### Texte présenté
☆ ☆ ☆ ☆ ☆ ☆ ☆

Que le projet de « mariage gay » soit un faux nez pour
un changement autrement plus profond de notre société, cela n’étonnera que les
naïfs. Qui s’intéresse peu ou prou au grand chambardement des valeurs qu’a subi
la France ces dernières décennies sait bien que l’acharnement de ses dirigeants
à promouvoir des « réformes sociétales » serait bien incongru si
celles-ci ne s’inscrivaient pas dans cette planification niveleuse, planétaire,
qui vise à imposer à tous des règles prétendument égalitaires afin d’engendrer
un consumérisme effréné.
Le « mariage pour tous » n’y échappe pas. En dépossédant
les « gays » de leur histoire qui les affranchissait d’un certain
conformisme bourgeois, on les réduit à une part de marché bien identifiée ;
ils rentrent dans le rang des petits soldats de la croissance, censée assurer
bonheur et prospérité.
Que la France ne soit pas seule dans cette voie baroque, c’est
logique et c’est même un des arguments avancés par les soutiens du projet de
loi : regardez autour de nous tous ces pays qui ont franchi le pas !
Notons bien que ces États qui veulent obsessionnellement
« marier les gays » sont aussi les mêmes qui voient la proportion des
couples mariés y décroître significativement au profit d’unions libres. Chez
nous l’exemple vient d’en haut.
Car qu’en est-il au juste ?
On nous explique qu’après avoir signifié l’union des
familles et l’assurance de leur pérennité, le mariage consacre aujourd’hui
l’amour. Mais, vidé ainsi de toute substance sociale, il est tel
l’électroménager chinois : il est programmé pour tomber en panne. Qu’un
couple s’aime, c’est tout naturel. Mais on entend par là dorénavant que le mari
concilie avec son épouse le respect dû à la mère des enfants, la passion que
suscite une maîtresse, et les cabrioles sexuelles qu’il n’aurait pratiquées autrefois
qu’au bordel. Le mariage moderne, donc, c’est comme le café soluble, du « trois
en un ». Et l’on argutie sur l’explosion des divorces ! La saveur de
cette mixture s’altère bien vite décidemment.
Et c’est ça qu’on nous présente comme un modèle à
suivre ?
C’est pour cette cause dégradée et dans un but mercantile
que nous devrions pasticher l’hétérosexualité, qu’il nous faudrait nous aussi devenir
pourvoyeurs de foyers fiscaux ?
Du vagabondage libre-échangiste, nous voilà donc recadrés
dans la grande marche civilisatrice du libre-échange !

☆ ☆ ☆ ☆ ☆ ☆ ☆

### Série de tâches
• A. Répondez aux questions suivantes sur le texte consacré au mariage pour tous.
(i) À quoi le texte compare-t-il le mariage « vidé ainsi de toute substance sociale » ?
(ii) Qu'est-ce qui décroît, selon le texte, dans les États qui veulent « marier les gays » ?
(iii) À quel produit le mariage moderne est-il comparé comme étant du « trois en un » ?
• B. Poursuivez le texte consacré au mariage pour tous à partir de sa dernière phrase.

### Entrées d'un jeu de données de pointage

☆ ☆ ☆ ☆ ☆ ☆ ☆

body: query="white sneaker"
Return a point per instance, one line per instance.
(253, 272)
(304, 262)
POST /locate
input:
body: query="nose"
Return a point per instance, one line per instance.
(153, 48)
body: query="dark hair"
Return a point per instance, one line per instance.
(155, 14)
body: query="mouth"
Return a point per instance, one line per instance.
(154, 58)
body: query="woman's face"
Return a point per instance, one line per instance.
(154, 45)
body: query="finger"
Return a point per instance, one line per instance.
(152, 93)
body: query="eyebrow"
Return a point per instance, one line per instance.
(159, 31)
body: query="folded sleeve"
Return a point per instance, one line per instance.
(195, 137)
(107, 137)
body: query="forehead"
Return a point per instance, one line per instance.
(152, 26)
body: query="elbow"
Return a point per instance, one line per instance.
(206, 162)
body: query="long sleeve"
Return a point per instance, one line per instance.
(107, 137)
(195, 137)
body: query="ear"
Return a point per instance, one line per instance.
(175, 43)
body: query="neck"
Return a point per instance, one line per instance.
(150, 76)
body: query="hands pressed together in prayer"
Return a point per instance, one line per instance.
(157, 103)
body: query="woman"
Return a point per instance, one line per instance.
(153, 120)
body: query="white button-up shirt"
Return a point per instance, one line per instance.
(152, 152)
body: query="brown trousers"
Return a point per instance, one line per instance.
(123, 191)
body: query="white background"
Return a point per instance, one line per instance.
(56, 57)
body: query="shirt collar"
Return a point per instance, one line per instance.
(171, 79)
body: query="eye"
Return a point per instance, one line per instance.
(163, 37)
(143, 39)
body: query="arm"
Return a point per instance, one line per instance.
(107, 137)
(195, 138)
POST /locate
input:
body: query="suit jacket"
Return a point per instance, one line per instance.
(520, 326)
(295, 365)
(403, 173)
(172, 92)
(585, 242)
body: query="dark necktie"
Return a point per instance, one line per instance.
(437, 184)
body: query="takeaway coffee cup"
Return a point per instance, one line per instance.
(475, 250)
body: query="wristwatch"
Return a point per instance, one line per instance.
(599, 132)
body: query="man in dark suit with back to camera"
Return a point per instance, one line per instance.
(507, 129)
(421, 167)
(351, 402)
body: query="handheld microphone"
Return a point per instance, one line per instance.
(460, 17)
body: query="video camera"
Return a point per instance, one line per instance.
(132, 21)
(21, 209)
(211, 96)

☆ ☆ ☆ ☆ ☆ ☆ ☆

### Réponses aux tâches
• A.
(i) À l'électroménager chinois, programmé pour tomber en panne.
(ii) La proportion des couples mariés y décroît significativement, au profit d'unions libres.
(iii) Au café soluble.

• B.
Et si l’on élève la voix contre cette supercherie, on nous
assène du poids des médias unanimes qu’on le « revendique » ce mariage,
que nous aussi nous réclamons à grands cris le droit aux scènes conjugales, aux
cris des bambins et au divorce. La preuve ? Les mots d’ordre de la
dernière « Gay Pride ».
Vous êtes-vous déjà rendus à cette manifestation ?
L’immense majorité des participants n’en attendent qu’un
moment festif, quand ce n’est pas tout simplement jouissif par l’opportunité
des rencontres qu’elle peut procurer. Quand on y va, ce n’est pas pour écouter
s’époumoner des bobos crédules ou stipendiés d’organisations autoproclamées
représentatives, c’est pour s’amuser et draguer.
Et la drague, voilà bien ce qui n’est plus sexuellement
correct aux yeux de nos protecteurs-moralisateurs qui veulent nous mettre la
bague au doigt !
Les « pédés » se fricotant dans les buissons, à
l’affût dans les gares des appelés du contingent – ou, à défaut de nos jours, des
migrants en déshérence –, louant à l’occasion les services d’éphèbes
compréhensifs, cela commençait à faire désordre. Ramenons vite tous ces homos
en rut dans la voie sereine d’un foyer marital, nous aboient-ils dans les
oreilles avec leur projet de loi !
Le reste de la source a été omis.